Document excerpt:
# Earth Stove, Series 100



## pyroman (Apr 11, 2017)

Howdy, I am looking for an installation manual for my Earth Stove 100. I found some that were close to mine, but not for the Series 100. Can anyone help?


----------



## begreen (Apr 11, 2017)

The manual for the 101 is posted here. That may be as close as we can get.
https://www.hearth.com/talk/wiki/earthstove-100/


----------



## pyroman (Apr 11, 2017)

No sir, that is for a Model 101 / 105 stove. They were manufactured for mobile homes and had an air intake on the bottom. My air intake is on the upper back of the unit. It is close, but not the Model 100.


----------



## Richfire (Jun 25, 2019)

I read that Webbie posted manuals for both the 101 and 100. I only found the 101. Anybody know where I can find the 100?


----------



## evanwhat (Oct 1, 2019)

Richfire said:


> I read that Webbie posted manuals for both the 101 and 100. I only found the 101. Anybody know where I can find the 100?


I second this!  Seems like they were linked on different threads from years before, but they're all link-dead now. 

One was posted on this thread, but when I follow the link there, I'm redirected to a page with a xenForo  login prompt and when I login again, I'm denied access because I need admin privileges.

@Richfire did you have any luck since you last asked?


----------

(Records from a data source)
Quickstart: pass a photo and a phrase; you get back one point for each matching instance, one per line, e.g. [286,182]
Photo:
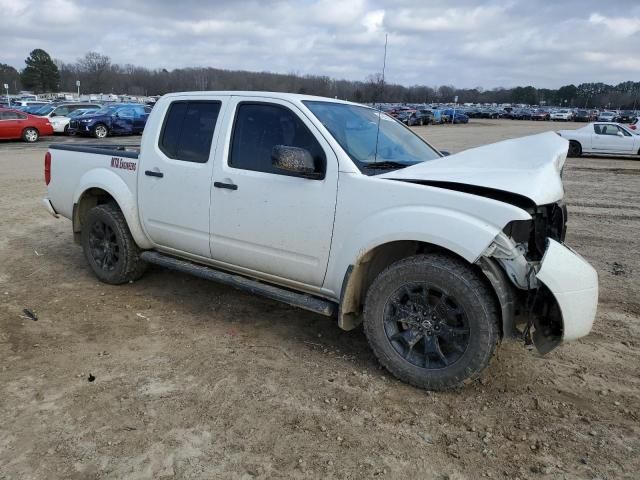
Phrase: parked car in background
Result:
[15,124]
[605,138]
[562,115]
[607,116]
[626,116]
[428,116]
[64,109]
[116,119]
[61,123]
[540,114]
[413,117]
[521,114]
[583,116]
[488,113]
[459,116]
[21,104]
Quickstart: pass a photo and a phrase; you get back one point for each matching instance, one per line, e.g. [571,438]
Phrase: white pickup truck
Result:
[339,209]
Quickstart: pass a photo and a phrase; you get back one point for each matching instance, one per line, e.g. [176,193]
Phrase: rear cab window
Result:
[261,126]
[188,128]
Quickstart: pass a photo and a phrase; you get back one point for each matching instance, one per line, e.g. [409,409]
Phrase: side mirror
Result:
[294,160]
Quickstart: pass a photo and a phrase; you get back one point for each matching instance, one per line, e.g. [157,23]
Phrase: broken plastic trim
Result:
[513,261]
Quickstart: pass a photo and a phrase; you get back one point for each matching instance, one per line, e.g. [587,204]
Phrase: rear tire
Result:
[109,247]
[432,321]
[30,135]
[575,149]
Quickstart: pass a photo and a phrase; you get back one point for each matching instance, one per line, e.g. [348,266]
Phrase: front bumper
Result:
[574,284]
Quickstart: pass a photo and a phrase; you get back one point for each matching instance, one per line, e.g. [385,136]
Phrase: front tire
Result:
[100,131]
[30,135]
[432,321]
[109,247]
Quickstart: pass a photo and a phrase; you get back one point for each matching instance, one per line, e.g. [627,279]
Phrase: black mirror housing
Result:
[294,160]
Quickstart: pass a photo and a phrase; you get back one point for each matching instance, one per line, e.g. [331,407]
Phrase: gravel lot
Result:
[197,380]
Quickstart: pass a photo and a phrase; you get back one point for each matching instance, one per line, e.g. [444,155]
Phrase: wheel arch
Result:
[362,273]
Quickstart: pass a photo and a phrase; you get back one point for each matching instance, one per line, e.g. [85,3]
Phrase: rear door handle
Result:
[230,186]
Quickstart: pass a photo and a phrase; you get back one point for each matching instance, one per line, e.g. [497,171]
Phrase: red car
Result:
[16,124]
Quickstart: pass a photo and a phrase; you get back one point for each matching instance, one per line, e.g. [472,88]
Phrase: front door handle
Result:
[230,186]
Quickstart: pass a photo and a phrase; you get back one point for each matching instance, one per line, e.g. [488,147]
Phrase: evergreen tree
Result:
[10,76]
[40,74]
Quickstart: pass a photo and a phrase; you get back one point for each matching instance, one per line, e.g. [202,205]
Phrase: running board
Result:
[301,300]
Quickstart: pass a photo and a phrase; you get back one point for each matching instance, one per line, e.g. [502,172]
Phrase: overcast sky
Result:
[466,43]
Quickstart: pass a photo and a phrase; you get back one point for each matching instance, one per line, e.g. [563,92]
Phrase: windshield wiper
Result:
[385,165]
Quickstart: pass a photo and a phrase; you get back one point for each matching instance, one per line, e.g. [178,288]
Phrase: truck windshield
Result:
[355,128]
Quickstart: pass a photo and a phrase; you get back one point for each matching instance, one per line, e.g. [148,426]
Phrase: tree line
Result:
[98,74]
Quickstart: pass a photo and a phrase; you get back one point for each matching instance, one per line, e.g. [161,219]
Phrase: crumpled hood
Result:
[528,166]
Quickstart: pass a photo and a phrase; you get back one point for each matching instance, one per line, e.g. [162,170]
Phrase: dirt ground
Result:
[197,380]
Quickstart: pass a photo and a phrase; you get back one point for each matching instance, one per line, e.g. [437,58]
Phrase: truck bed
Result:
[106,167]
[128,151]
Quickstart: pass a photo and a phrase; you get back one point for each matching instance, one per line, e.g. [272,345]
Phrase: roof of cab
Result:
[277,95]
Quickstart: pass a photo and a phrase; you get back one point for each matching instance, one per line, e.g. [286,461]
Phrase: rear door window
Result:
[188,130]
[261,126]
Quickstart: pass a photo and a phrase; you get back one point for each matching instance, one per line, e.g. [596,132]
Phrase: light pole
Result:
[453,117]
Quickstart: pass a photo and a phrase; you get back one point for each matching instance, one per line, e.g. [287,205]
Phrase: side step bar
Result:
[301,300]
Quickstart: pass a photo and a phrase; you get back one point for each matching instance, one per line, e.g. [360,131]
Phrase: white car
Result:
[607,116]
[339,209]
[564,115]
[604,138]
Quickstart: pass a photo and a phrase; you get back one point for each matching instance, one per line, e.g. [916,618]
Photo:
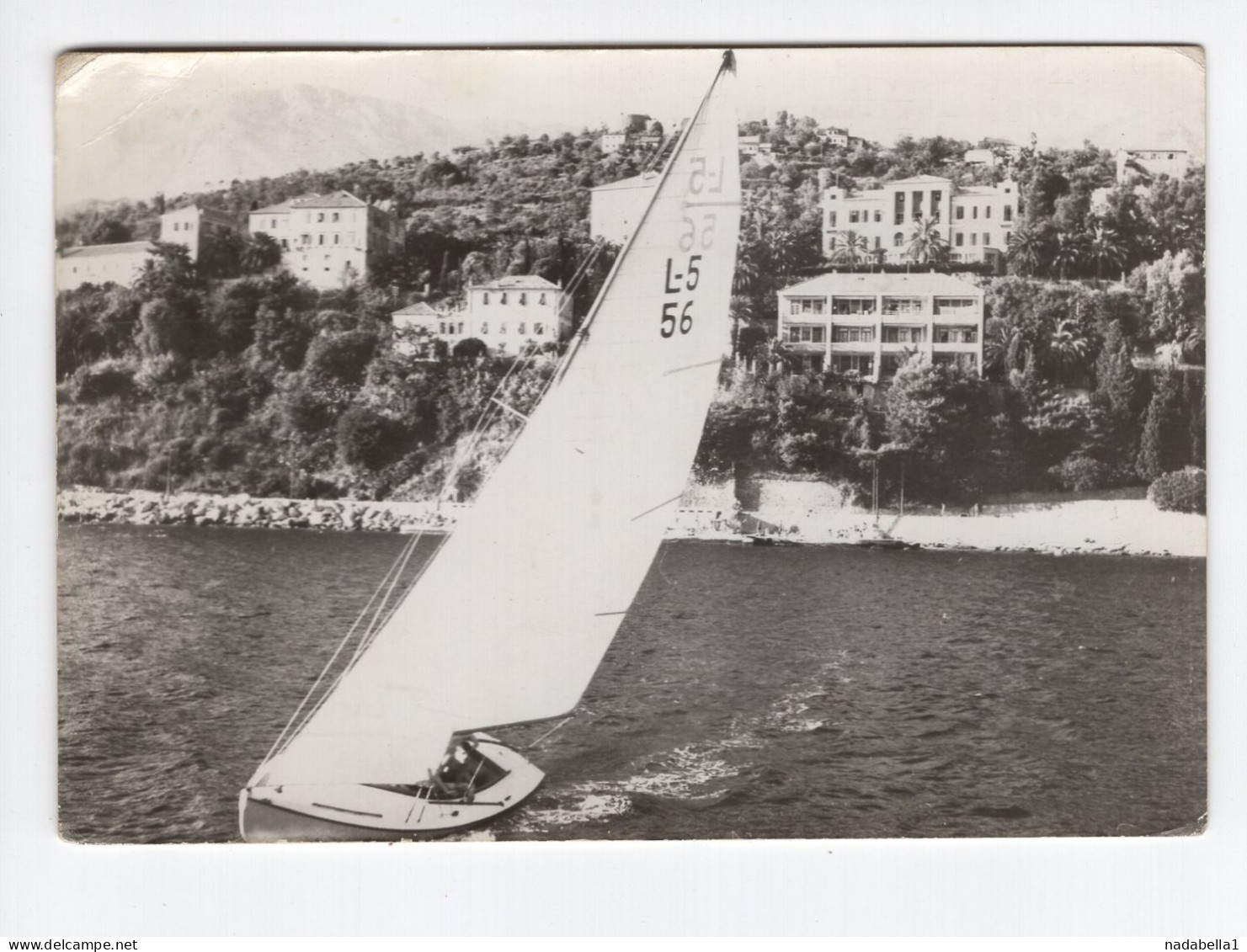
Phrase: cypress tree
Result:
[1164,445]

Tasks to perform:
1: In the Earth Stove thread, where is the air intake on the original poster's stove?
2: Pick out every line of the listing that contains the string "door".
The Earth Stove thread and the listing are independent of each other.

Final results:
1: On the upper back of the unit.

2:
Phrase: rear door handle
Phrase: front door handle
Phrase: rear door window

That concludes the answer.